───── Given records ─────

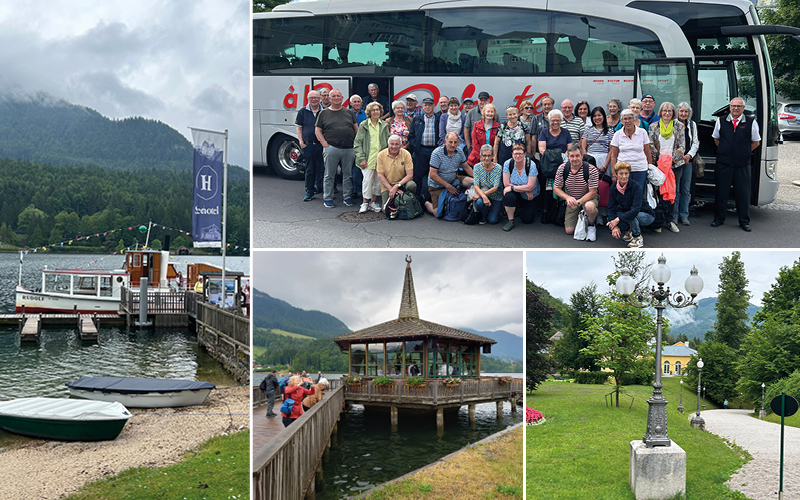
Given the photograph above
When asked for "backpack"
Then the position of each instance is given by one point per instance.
(287, 407)
(407, 205)
(452, 207)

─────

# Your instructions
Pictures in the records are to be left out; repeat everything else exactly.

# Solution to the exercise
Given the photograph above
When asked for "backpack"
Then the position of each instance is given by one point per instance.
(287, 407)
(407, 205)
(452, 207)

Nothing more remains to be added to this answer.